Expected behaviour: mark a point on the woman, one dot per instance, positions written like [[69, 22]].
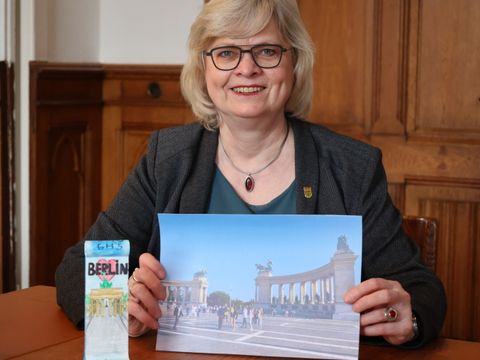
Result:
[[249, 80]]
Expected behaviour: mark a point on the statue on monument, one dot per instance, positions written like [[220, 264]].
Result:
[[199, 274], [264, 268], [342, 244]]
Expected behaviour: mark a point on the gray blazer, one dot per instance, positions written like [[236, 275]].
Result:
[[346, 177]]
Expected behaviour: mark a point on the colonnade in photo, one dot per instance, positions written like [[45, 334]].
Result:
[[324, 285], [316, 291]]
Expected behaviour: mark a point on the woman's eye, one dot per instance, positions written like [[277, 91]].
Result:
[[226, 53], [268, 52]]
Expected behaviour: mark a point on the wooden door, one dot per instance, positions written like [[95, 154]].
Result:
[[65, 131], [405, 76], [138, 99]]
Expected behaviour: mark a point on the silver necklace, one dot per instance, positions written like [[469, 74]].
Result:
[[249, 181]]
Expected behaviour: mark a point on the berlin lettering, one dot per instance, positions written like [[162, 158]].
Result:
[[110, 268]]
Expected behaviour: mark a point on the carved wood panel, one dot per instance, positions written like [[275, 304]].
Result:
[[65, 171], [7, 238], [456, 206], [404, 76], [138, 101]]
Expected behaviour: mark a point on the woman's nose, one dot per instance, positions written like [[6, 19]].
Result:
[[247, 65]]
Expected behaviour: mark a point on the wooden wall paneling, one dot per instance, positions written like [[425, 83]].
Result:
[[455, 203], [389, 89], [138, 100], [65, 171], [444, 66], [343, 35], [397, 193], [7, 179], [404, 76]]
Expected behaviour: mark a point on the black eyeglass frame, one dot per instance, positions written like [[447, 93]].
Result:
[[242, 51]]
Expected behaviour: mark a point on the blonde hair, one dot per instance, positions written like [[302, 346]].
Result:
[[241, 19]]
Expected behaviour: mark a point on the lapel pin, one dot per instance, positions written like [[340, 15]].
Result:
[[307, 192]]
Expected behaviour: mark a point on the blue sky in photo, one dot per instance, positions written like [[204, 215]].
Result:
[[229, 246]]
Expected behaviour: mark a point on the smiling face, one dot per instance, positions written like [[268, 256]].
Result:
[[250, 91]]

# Work to be completed
Please transcribe every entry above exactly, leaving out any pictures.

# Solution
Expected behaviour: mark a point on the woman, one dot per instance, positions written like [[69, 22]].
Result:
[[249, 80]]
Expected behaviour: mark a point on the statue on monument, one dot per instance, positions written like [[220, 264]].
Result:
[[199, 274], [264, 268], [342, 244]]
Expected behaviour: mark a point on the gray blazer, one dot per instance, positions written like [[236, 275]].
Result:
[[346, 177]]
Expected behaviour: mark a point on the colonnade in photo, one dot per instance, positions written like [[45, 334]].
Result:
[[324, 285], [316, 291]]
Expected behaviour: mark a point on the woman's eye, one dot per instance, positions written like [[277, 91]].
Result:
[[226, 53], [268, 52]]
Expected behaviour: mark a point on the wooden door, one dot per instance, positions written like [[95, 154]].
Result:
[[65, 131], [405, 76], [138, 99]]
Expected behaviour: mark a point on the silver necklace, one dot per instance, positions written like [[469, 74]].
Result:
[[249, 181]]
Expected behaviour: mark a point on the berlin lettering, one dot per instance, positions written like [[162, 158]].
Result:
[[110, 268]]
Expected behaviour: mark a point on the carved wood panel, one dot per instance, positions written like [[275, 304]].
Result:
[[65, 171], [7, 238], [456, 206], [404, 76], [138, 101]]
Expected behaviour: mark a point on the woman's nose, one dot per instance, positions written like [[6, 19]].
Result:
[[247, 65]]
Expected behaviour: mark a point on the wooden wall paneling, one dot per instance, positions written like [[425, 83]].
Result:
[[455, 203], [389, 89], [138, 100], [65, 171], [444, 66], [343, 35], [397, 193], [7, 179], [404, 76]]
Expected behaviour: mark a point on the black eyeglass frame, one dot per instance, positions written like [[447, 93]].
Result:
[[242, 51]]
Expected behaviour: mark a point on the blonde hair, one dot per instance, positions written like [[302, 346]].
Result:
[[241, 19]]
Expected behaviour: mark a point on the lapel pin, one dot per instance, positions written like [[340, 15]].
Result:
[[307, 192]]
Expected behaviour: mark a point on the blue sky in photo, one dot per instance, positions written like [[204, 215]].
Result:
[[229, 246]]
Expected behaviour: mark a point on the smiling face, one dot per instance, positions written like [[268, 256]].
Result:
[[250, 91]]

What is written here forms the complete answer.